Mohsen Vaziri Moghaddam (; 27 July 1924 – 7 September 2018), was an Iranian-born painter, sculptor, and a professor of art. He has been described as the "pioneer of modern Iranian abstraction."

Life and education 
Mohsen Vaziri was born on 27 July 1924 in Tehran, Qajar Iran.

In 1943, after obtaining his diploma at the Agricultural Institute, he applied to the Faculty of Fine Arts at Tehran University (now University of Tehran) and he attended for three years. During his years at university, he felt the influence of impressionism and post-impressionism, especially Van Gogh, in both subject matters and expressive forms.

Career 
In 1952, his first solo exhibition was held at the Iran-America Society in Tehran.

From 1955 to 1958, Vaziri left for Rome, where he studied at the Academy of Fine Arts. During these years, coinciding with the birth of European Informalism and the American Action Painting, after studying and analyzing new modern art movements. In the April of 1956, Vaziri had his first Italian exhibition, displaying his figurative paintings at the Portonovo Art Gallery in Rome. In the same year, he exhibited in Düsseldorf and Munich in Germany.

In 1957, a landmark year and a turning point in his artistic career, he attended Toti Scialoja’s classes at the Academy for six months and started experimenting with abstract art.  

Vaziri bonded and shared his path with now internationally-known artists who also attended Scialoja’s course (Pino Pascali, Jannis Kounellis, Mohamed Melehi, Maria Pioppi, Mario Ceroli and amongst many others). They embraced the vibrant artistic and intellectual zeitgeist, a meeting via di Ripetta and Piazza del Popolo in Rome –“our Latin Quarter” as described by film director Mario Ricci.

His first abstract works date back to 1956-1959, and they fit in perfectly with the search for materials and brushstrokes happening in contemporary movements. 

Between 1959 and 1960, he developed a vision of abstract art through experiments highly focused on materials. This led to the creation of some of his most powerful works: the sand paintings. These paintings were conceived in a playful moment in the spring of 1959, and Vaziri kept trying his hand at them for the following 3 years until 1963.

Different types of sand were applied to the canvas in their natural state or mixed with color. This original concept grabbed the attention of Italian art critic Giulio Carlo Argan and Palma Bucarelli, director of the National Gallery of Modern Art in Rome.

After a long stint in Italy, he returned to Iran, where he taught for several years (until 1978), at the Faculty of Decorative Arts (the current University of Art) and the Faculty of Fine Arts in Tehran. In those years, he wrote two art methodology textbooks still among the most studied by Iranian art students today: Drawing method vol. 1 (1974) and Drawing method vol. 2 (1981). He translated several art books on Paul Klee, German Expressionism, Venetian craftsmanship and 20th century painting from English, French and Italian into Farsi.

════════════════════

→ PROBLEM SET
1. According to the Mohsen Vaziri Moghaddam biography, where was his first solo exhibition held in 1952?
2. Please write the next part of the Mohsen Vaziri Moghaddam biography, picking up after its final sentence.

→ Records

════════════════════

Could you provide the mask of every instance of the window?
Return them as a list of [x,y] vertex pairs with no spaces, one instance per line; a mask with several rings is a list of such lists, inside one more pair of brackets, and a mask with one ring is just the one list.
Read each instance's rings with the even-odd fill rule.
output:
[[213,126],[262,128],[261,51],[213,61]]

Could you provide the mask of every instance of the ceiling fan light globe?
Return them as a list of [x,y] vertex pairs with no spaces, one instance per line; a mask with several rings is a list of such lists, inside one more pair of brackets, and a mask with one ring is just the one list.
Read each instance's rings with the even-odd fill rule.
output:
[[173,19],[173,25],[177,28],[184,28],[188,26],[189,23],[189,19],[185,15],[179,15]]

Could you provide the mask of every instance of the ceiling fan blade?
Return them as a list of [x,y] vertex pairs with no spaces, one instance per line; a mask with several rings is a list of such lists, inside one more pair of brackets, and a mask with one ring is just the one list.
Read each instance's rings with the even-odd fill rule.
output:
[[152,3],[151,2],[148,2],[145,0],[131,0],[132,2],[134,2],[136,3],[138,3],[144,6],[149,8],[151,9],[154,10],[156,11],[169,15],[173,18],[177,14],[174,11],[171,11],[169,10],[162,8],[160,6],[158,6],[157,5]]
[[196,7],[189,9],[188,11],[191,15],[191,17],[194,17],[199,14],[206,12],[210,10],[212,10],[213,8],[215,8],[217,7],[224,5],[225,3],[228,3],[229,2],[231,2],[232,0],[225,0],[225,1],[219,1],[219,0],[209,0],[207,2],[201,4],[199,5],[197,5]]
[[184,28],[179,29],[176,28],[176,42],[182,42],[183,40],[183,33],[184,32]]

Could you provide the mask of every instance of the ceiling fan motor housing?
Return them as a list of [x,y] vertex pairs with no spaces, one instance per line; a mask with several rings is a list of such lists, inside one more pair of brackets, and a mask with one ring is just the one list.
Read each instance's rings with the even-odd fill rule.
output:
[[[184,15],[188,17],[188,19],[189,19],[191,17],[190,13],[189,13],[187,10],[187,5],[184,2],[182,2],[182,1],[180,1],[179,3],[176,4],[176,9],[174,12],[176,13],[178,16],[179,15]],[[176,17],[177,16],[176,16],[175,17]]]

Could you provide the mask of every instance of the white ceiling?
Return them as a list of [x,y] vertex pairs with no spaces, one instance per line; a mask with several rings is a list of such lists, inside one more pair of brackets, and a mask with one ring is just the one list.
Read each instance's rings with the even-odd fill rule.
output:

════════════════════

→ ANSWERS IN ORDER
1. At the Iran-America Society in Tehran.

2.
The return to Iran and heavy teaching commitments kept Vaziri away from painting for almost one year.

In 1965 Vaziri was at the peak of his artistic career that coincided with the acquisition of one of his paintings by the Modern Art Museum (MoMA) in New York.

In 1967 he started working on a series of reliefs made of aluminium and iron sheets and was still anchored to a mono-dimensional approach.

"As time went past, I drew my five fingerprints with a precise geometric shape, on a colourful background, I cut these shapes and freed them. The reliefs series is the result of my sand paintings. At that time, I gave a lot of thought to structural space, to the discipline of shapes and rhythm deliberately taken from the repetition of arches and roofs in village houses in the desert”.

In 1968, Vaziri moved to the Cité des Arts in Paris, thanks to a grant, and he continued developing his work with aluminium and ondulated pieces of wood. That same year, his works were presented at Royan International Festival and exhibited at the national TV headquarters.

Once he returned to Iran that same year, he started making his articulated sculptures­ – open and interactive artworks which encouraged the viewer’s participation.

“These sculptures possess elongated, and serrated wooden parts attached to their middle bases through joints which could be manipulated and moved. In Vaziri’s own words, “they would open and close just like human joints”. According to the artist, the idea of these moving parts occurred while making and cutting pieces for the fixed sculptures. These earlier, immobile sculptures were actually devised from intersecting a few shaped, colorful flat plates, like fragments of a paintings.” (Darabi, 2021)

During the 1970s, these sculptures would in turn inspire a series of paintings entitled Fear and Flight that marked a return to the well-defined shapes (both pointed and rounded) of his tri-dimensional works and developed them further. Alberto Moravia and Pierre Restany are amongst the eminent art critics that wrote about his work.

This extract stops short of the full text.